▶ [AÇÕES NECESSÁRIAS]:
1. Troque "mistério" por "enigma" no trecho do texto sobre a lembrança dos sonhos que vai de "Facundo Macchi" até "do que outras.", e escreva esse trecho de novo.
2. Continue o texto sobre a lembrança dos sonhos a partir do ponto em que ele termina.

▶ [TRECHO DA PÁGINA]:

------------------------------------------------------------------------

Uma atitude curiosa em relação aos sonhos, divagação mental, idade e passagem das estações são alguns dos fatores que influenciam a capacidade de rastrear o mundo dos sonhos, de acordo com um novo estudo.

Facundo Macchi

O estudo dos sonhos é muitas vezes uma disciplina imprecisa e imprevisível. O que está dentro do universo dos sonhos é pessoal e difícil de verificar cientificamente. Soma-se a isso o fato de que a memória dos sonhos é fragmentária, incompleta e frequentemente influenciada por emoções, experiências recentes, saúde e até mesmo níveis de estresse. Para onde a consciência viaja enquanto dormimos e o que acontece com ela é, pelo menos por enquanto, um mistério. No entanto, há algo que pode ser observado através da lente de aumento do método científico e é por isso que algumas pessoas se lembram mais dos seus sonhos do que outras.

------------------------------------------------------------------------

▶ [TRECHOS DOS DADOS]:
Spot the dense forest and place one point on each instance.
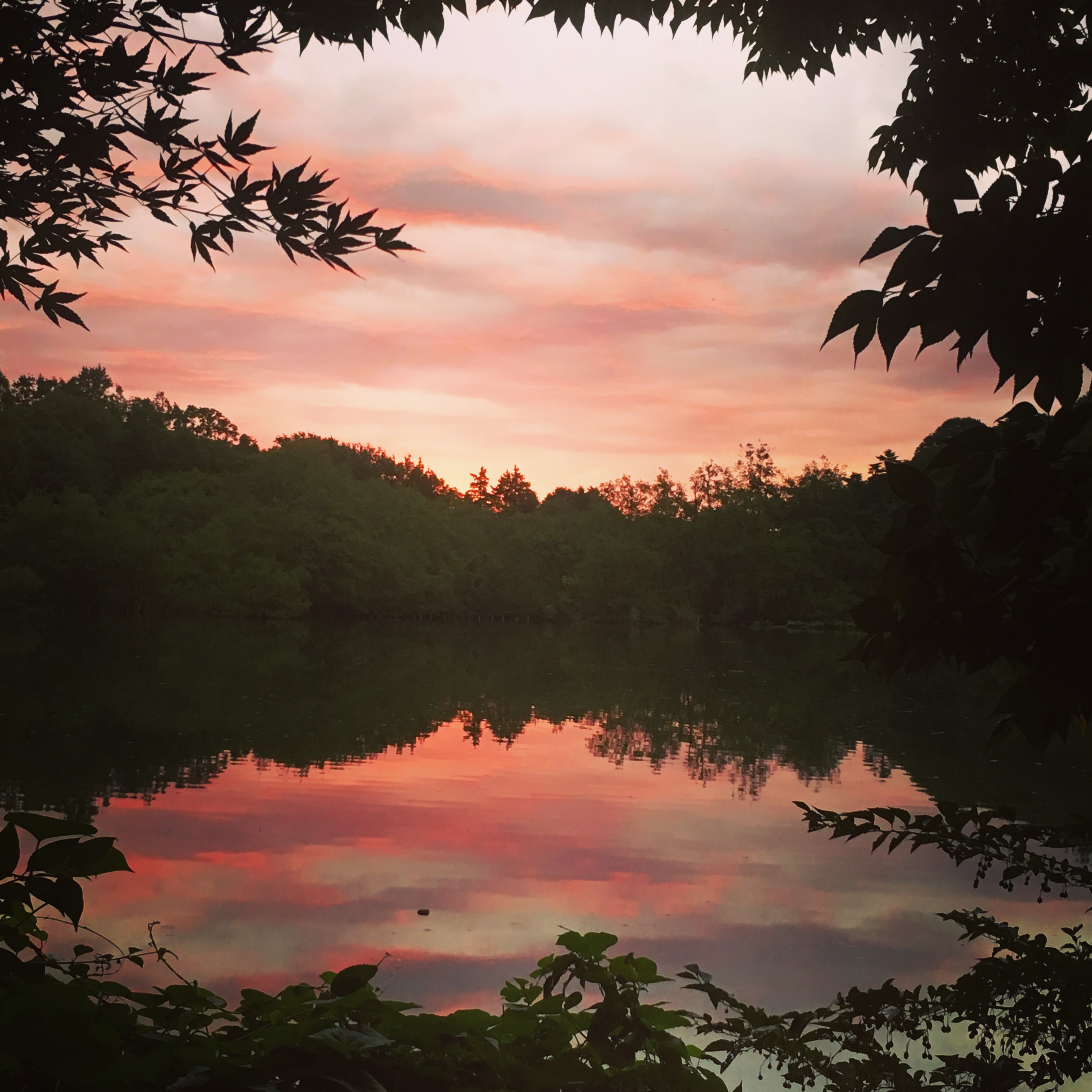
(110, 504)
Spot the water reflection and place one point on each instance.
(290, 799)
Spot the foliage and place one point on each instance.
(992, 560)
(137, 505)
(70, 1025)
(985, 836)
(87, 82)
(1027, 1009)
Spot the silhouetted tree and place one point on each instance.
(479, 492)
(514, 493)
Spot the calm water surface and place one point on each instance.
(291, 798)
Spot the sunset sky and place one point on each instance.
(630, 258)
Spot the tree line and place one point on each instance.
(134, 505)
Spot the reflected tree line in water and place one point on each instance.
(117, 708)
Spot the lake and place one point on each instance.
(290, 798)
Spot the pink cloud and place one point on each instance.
(630, 257)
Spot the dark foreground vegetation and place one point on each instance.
(138, 506)
(580, 1020)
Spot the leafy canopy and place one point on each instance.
(92, 109)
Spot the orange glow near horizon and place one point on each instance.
(630, 257)
(267, 877)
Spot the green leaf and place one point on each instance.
(890, 238)
(43, 827)
(590, 946)
(352, 979)
(952, 183)
(861, 307)
(350, 1042)
(897, 318)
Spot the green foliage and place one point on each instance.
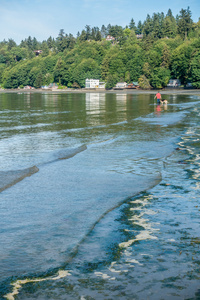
(144, 83)
(169, 48)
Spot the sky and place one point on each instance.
(44, 18)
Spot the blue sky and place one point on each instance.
(44, 18)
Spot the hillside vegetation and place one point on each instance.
(160, 48)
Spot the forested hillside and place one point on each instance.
(152, 52)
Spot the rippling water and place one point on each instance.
(99, 196)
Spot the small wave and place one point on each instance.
(19, 283)
(9, 178)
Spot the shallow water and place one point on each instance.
(99, 196)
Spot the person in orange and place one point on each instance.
(158, 97)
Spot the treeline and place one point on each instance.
(160, 48)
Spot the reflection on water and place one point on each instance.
(113, 200)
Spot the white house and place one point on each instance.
(174, 83)
(91, 83)
(120, 86)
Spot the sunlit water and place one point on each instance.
(99, 196)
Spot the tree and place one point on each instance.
(144, 83)
(132, 25)
(184, 22)
(11, 44)
(139, 28)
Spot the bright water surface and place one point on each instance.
(99, 196)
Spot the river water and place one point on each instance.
(99, 196)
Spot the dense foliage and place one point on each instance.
(160, 48)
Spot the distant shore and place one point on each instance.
(124, 91)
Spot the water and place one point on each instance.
(99, 196)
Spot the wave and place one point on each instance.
(9, 178)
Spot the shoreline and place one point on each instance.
(125, 91)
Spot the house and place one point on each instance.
(110, 38)
(53, 86)
(174, 83)
(139, 36)
(91, 83)
(37, 52)
(120, 86)
(133, 85)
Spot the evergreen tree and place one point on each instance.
(184, 22)
(132, 25)
(139, 28)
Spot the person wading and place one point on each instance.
(158, 97)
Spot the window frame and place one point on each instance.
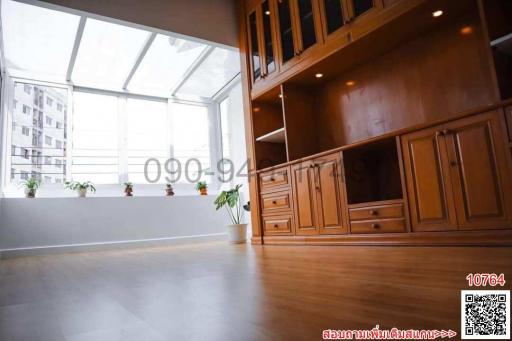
(56, 190)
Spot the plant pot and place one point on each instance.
(30, 193)
(237, 234)
(82, 192)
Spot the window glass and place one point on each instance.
(32, 144)
(191, 141)
(147, 137)
(213, 74)
(95, 138)
(164, 65)
(37, 40)
(106, 54)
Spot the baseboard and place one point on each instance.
(116, 245)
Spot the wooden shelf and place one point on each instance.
(276, 136)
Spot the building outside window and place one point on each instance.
(35, 128)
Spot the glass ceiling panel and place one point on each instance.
(217, 70)
(164, 65)
(106, 55)
(38, 41)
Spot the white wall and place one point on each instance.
(45, 222)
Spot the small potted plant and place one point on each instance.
(128, 189)
(31, 185)
(237, 231)
(169, 190)
(80, 187)
(202, 187)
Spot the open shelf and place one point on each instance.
(372, 172)
(276, 136)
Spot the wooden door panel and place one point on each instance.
(478, 160)
(303, 193)
(331, 203)
(428, 183)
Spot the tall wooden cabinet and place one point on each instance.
(458, 175)
(320, 200)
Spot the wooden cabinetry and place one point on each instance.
(458, 175)
(261, 36)
(320, 201)
(299, 29)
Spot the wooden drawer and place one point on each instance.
(377, 212)
(378, 226)
(281, 224)
(278, 201)
(274, 180)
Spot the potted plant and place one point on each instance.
(128, 189)
(237, 231)
(80, 187)
(169, 190)
(31, 185)
(202, 187)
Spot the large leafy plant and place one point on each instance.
(75, 185)
(231, 201)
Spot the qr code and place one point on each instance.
(485, 314)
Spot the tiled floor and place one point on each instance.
(217, 291)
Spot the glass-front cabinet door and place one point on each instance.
(261, 41)
(299, 27)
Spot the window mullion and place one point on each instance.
(122, 118)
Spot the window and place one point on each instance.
(190, 140)
(147, 137)
(24, 153)
(95, 138)
(39, 147)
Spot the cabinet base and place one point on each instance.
(454, 238)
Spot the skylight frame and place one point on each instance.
(173, 89)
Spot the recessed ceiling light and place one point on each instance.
(437, 13)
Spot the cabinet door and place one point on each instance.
(481, 171)
(331, 201)
(334, 17)
(308, 24)
(286, 29)
(428, 180)
(303, 179)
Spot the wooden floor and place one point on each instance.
(217, 291)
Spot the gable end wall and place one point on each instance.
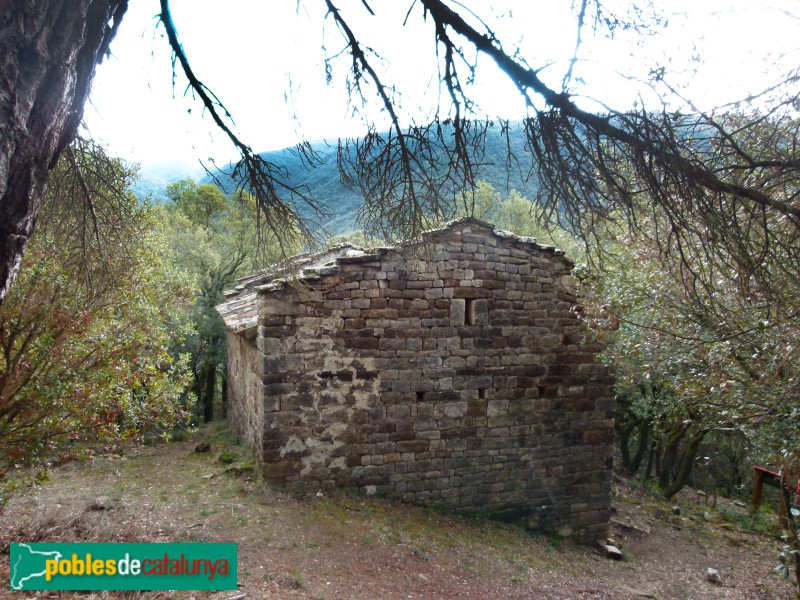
(456, 378)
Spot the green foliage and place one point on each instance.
(86, 331)
(694, 359)
(213, 237)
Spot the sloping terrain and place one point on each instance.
(342, 546)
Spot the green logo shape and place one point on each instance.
(124, 566)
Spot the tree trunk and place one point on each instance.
(49, 50)
(211, 385)
(685, 464)
(224, 393)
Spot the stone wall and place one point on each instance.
(245, 400)
(455, 377)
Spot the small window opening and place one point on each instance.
(469, 311)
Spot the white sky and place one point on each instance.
(264, 60)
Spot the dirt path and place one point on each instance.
(341, 546)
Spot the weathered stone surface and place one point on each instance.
(460, 380)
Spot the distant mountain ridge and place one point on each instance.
(154, 178)
(325, 183)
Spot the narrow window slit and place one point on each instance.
(469, 311)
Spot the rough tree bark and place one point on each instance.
(49, 50)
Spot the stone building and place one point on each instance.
(452, 373)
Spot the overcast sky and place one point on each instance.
(265, 61)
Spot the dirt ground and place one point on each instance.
(342, 546)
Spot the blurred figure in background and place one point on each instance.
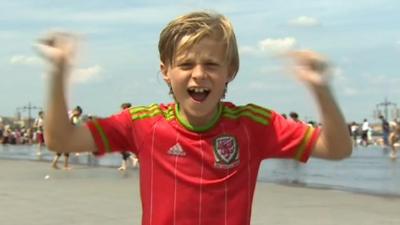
(125, 154)
(75, 119)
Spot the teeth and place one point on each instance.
(198, 90)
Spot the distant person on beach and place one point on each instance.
(365, 129)
(354, 132)
(385, 131)
(126, 154)
(75, 119)
(199, 155)
(394, 138)
(38, 126)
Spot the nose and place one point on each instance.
(199, 72)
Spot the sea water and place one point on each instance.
(368, 170)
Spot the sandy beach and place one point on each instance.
(33, 193)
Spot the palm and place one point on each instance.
(58, 48)
(310, 67)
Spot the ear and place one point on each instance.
(164, 71)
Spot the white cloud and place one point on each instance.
(304, 21)
(86, 74)
(348, 91)
(25, 60)
(277, 46)
(247, 50)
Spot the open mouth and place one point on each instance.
(198, 94)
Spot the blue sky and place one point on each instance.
(118, 59)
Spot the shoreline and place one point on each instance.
(280, 183)
(33, 193)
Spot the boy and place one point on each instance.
(199, 156)
(126, 154)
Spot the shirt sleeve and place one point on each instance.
(112, 134)
(290, 139)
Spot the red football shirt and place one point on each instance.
(201, 175)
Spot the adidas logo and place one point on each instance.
(176, 150)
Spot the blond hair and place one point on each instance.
(195, 26)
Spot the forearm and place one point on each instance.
(335, 141)
(56, 124)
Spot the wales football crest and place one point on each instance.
(226, 152)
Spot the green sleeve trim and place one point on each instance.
(257, 114)
(303, 144)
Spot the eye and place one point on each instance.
(185, 65)
(211, 64)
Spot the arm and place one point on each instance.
(60, 134)
(334, 141)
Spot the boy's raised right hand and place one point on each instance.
(58, 48)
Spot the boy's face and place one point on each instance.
(198, 77)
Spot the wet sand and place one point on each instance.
(33, 193)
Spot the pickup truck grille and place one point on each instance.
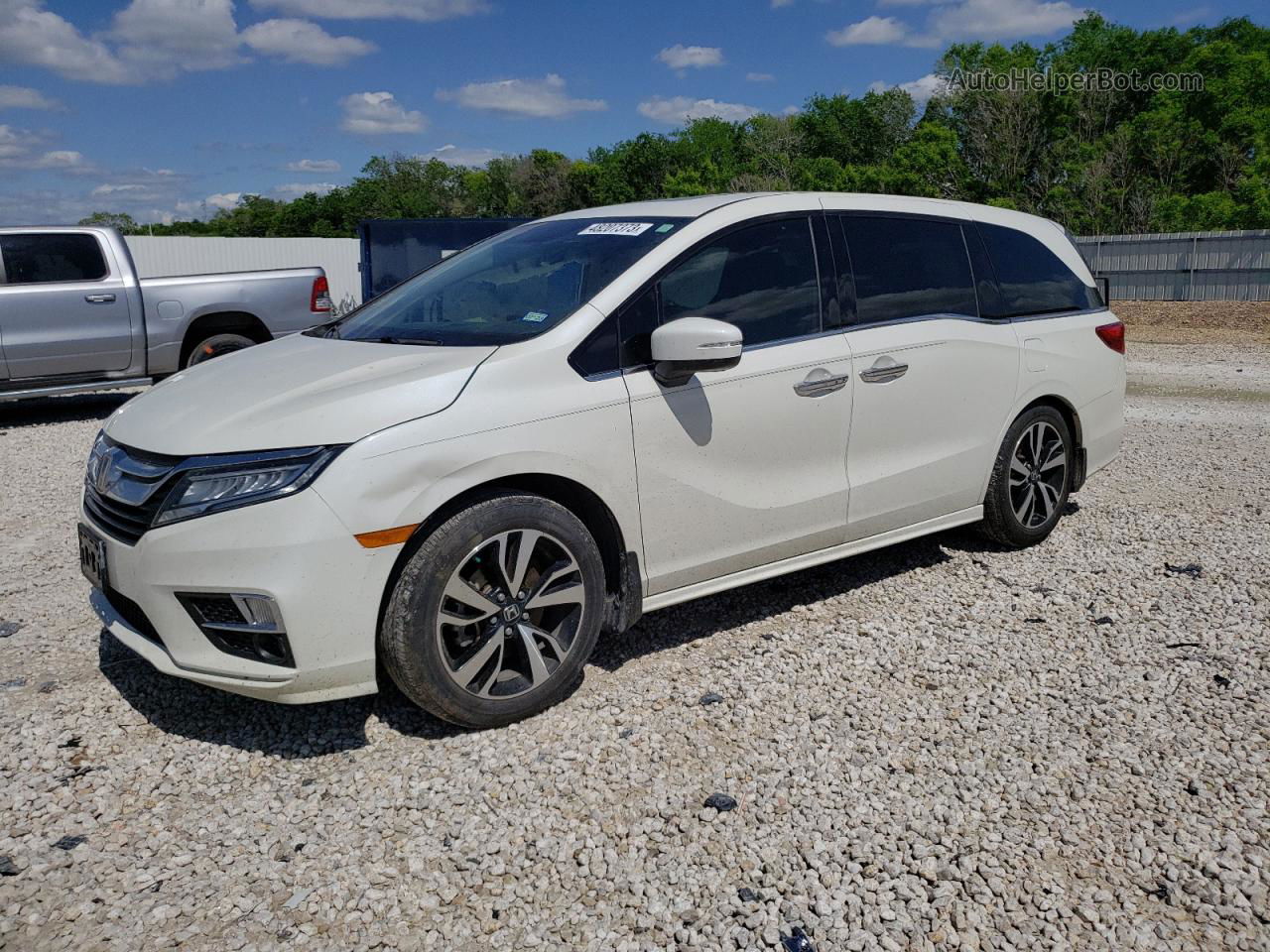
(125, 488)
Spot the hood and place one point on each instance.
(298, 391)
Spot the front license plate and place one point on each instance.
(93, 557)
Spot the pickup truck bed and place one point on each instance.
(75, 317)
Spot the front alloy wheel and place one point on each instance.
(509, 613)
(494, 615)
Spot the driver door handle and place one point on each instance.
(821, 382)
(884, 371)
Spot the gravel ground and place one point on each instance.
(934, 747)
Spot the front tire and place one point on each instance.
(495, 613)
(1030, 479)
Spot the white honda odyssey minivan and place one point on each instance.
(475, 475)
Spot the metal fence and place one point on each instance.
(1192, 266)
(163, 255)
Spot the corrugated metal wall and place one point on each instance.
(163, 255)
(1192, 266)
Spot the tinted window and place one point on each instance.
(636, 324)
(761, 278)
(908, 268)
(509, 287)
(1033, 278)
(984, 276)
(35, 259)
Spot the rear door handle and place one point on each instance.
(884, 371)
(821, 382)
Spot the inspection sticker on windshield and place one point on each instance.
(617, 227)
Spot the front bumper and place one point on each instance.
(295, 549)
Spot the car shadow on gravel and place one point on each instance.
(66, 409)
(712, 615)
(293, 731)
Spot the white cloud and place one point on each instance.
(920, 89)
(683, 58)
(421, 10)
(874, 31)
(456, 155)
(157, 40)
(538, 98)
(27, 98)
(677, 109)
(32, 36)
(168, 36)
(225, 200)
(961, 19)
(1001, 19)
(295, 189)
(24, 149)
(314, 166)
(302, 41)
(379, 113)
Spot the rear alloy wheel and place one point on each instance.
(494, 616)
(217, 345)
(1030, 479)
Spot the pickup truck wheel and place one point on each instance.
(494, 616)
(217, 345)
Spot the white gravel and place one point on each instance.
(935, 747)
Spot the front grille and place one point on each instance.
(125, 489)
(127, 524)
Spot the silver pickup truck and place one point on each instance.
(75, 316)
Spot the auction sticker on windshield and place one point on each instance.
(617, 227)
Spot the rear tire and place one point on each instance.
(217, 345)
(538, 567)
(1030, 479)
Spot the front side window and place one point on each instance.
(1033, 278)
(44, 259)
(908, 268)
(761, 278)
(511, 287)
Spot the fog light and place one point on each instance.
(240, 625)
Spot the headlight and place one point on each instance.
(211, 484)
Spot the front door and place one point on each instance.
(63, 311)
(744, 466)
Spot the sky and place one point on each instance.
(175, 108)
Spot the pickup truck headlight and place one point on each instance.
(212, 484)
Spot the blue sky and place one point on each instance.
(172, 108)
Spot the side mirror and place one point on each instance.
(690, 344)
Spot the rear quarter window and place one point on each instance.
(1033, 280)
(40, 259)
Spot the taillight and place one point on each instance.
(1112, 335)
(318, 301)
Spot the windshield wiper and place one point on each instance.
(418, 341)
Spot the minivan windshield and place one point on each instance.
(509, 287)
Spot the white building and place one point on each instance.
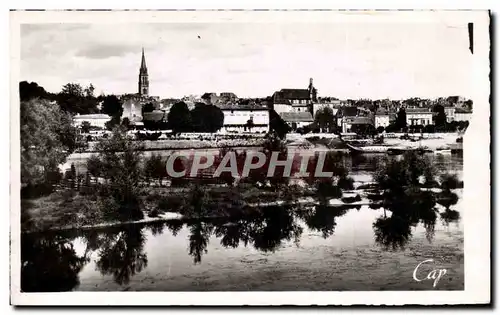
(333, 106)
(418, 116)
(381, 119)
(95, 120)
(241, 118)
(297, 119)
(132, 109)
(450, 113)
(294, 100)
(348, 122)
(462, 115)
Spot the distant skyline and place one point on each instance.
(374, 61)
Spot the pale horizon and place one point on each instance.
(347, 61)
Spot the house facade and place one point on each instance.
(297, 119)
(95, 120)
(450, 113)
(240, 118)
(295, 100)
(463, 115)
(349, 123)
(381, 119)
(418, 116)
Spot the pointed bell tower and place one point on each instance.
(143, 77)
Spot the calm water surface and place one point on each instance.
(315, 248)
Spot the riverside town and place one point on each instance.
(213, 191)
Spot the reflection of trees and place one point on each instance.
(156, 228)
(322, 219)
(449, 216)
(121, 254)
(392, 232)
(410, 209)
(265, 232)
(233, 233)
(49, 264)
(174, 226)
(276, 224)
(198, 239)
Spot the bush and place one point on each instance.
(446, 198)
(450, 181)
(346, 183)
(357, 198)
(154, 213)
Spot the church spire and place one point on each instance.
(144, 69)
(143, 77)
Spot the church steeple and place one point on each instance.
(143, 77)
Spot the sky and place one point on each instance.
(349, 60)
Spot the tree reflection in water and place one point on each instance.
(392, 232)
(266, 231)
(121, 254)
(49, 264)
(322, 218)
(275, 225)
(198, 239)
(410, 209)
(174, 226)
(449, 216)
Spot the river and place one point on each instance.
(317, 248)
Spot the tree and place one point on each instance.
(85, 127)
(112, 123)
(47, 138)
(147, 108)
(112, 106)
(401, 119)
(468, 104)
(32, 90)
(121, 158)
(250, 124)
(126, 123)
(325, 119)
(179, 118)
(155, 168)
(75, 99)
(277, 124)
(207, 118)
(94, 167)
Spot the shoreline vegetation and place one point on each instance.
(122, 187)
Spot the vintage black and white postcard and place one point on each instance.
(250, 157)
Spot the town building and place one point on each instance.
(210, 98)
(132, 103)
(381, 118)
(95, 120)
(244, 118)
(450, 113)
(297, 119)
(462, 115)
(418, 116)
(228, 97)
(350, 123)
(295, 100)
(143, 77)
(318, 106)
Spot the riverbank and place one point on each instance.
(68, 210)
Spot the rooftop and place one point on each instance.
(92, 116)
(231, 106)
(292, 94)
(297, 117)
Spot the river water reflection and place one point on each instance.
(299, 248)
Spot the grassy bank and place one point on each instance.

------------------------------------------------------------------------

▶ [AS RESPOSTAS]:
1.
Facundo Macchi

O estudo dos sonhos é muitas vezes uma disciplina imprecisa e imprevisível. O que está dentro do universo dos sonhos é pessoal e difícil de verificar cientificamente. Soma-se a isso o fato de que a memória dos sonhos é fragmentária, incompleta e frequentemente influenciada por emoções, experiências recentes, saúde e até mesmo níveis de estresse. Para onde a consciência viaja enquanto dormimos e o que acontece com ela é, pelo menos por enquanto, um enigma. No entanto, há algo que pode ser observado através da lente de aumento do método científico e é por isso que algumas pessoas se lembram mais dos seus sonhos do que outras.

2.
Uma pesquisa publicada recentemente no periódico Communications Psychology explora os fatores que influenciam a capacidade de recordar sonhos ao acordar e destaca os traços e padrões individuais que moldam esse fenômeno. Para coletar seus dados, os cientistas conduziram um estudo entre 2020 e 2024 com 217 homens e mulheres entre 18 e 70 anos. Os participantes mantiveram registros de sonhos e foram submetidos a avaliações psicométricas, cognitivas e eletroencefalográficas. Dispositivos para monitorar padrões de sono também foram usados.

Valentina Elce, doutora em neurociência na Escola de Estudos Avançados do IMT em Lucca, Itália, e uma das autoras do novo estudo, diz que “apesar de sua onipresença, os mecanismos pelos quais o cérebro gera experiências de sonho permanecem em grande parte desconhecidos”. E acrescenta: “Isso faz do estudo dos sonhos e da consciência uma das fronteiras mais fascinantes da neurociência”.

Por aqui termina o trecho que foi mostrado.